**Description of the task:** In the passage about hospice spiritual care below, what is a Reader?

**Source passage:**
As with the rest of the Hospice, volunteers play a key role in the spiritual care team. Judith Seaward had an ideal background when she stepped forward to join the team, having spent years assisting the part-time priest at her local Anglican church as a Reader – a lay person who is licensed to preach and lead worship.

 

But she emphasises that her work at the hospice does not necessarily follow a ‘religious’ agenda. This is her story,

 

My role is to help Liza wit her compassionate and supportive spiritual support of patients, their families and carers. This might include people of any faith or no faith at all. We don’t push anything. People who do not have a faith still like a conversation and have spiritual needs!

 

You can see strength, courage, forward thinking. We have had younger people who make a great impression through their cheerfulness and talk of their plans for the future even though they may never come to fruition. I remember one man who talked about his bucket list – travel plans, ambitions, hopes. I wanted to believe him too even if it was never going to happen.

 

People like to tell you the stories behind their family photos that they have at their bedside or even discuss plans for their funeral.

[Point localization data]
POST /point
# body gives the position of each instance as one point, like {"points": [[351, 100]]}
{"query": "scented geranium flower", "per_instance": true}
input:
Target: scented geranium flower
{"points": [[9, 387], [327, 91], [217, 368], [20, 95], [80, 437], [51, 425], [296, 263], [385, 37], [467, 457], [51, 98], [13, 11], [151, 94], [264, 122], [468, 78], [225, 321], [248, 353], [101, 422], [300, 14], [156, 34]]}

**Exercise answer:** A lay person who is licensed to preach and lead worship.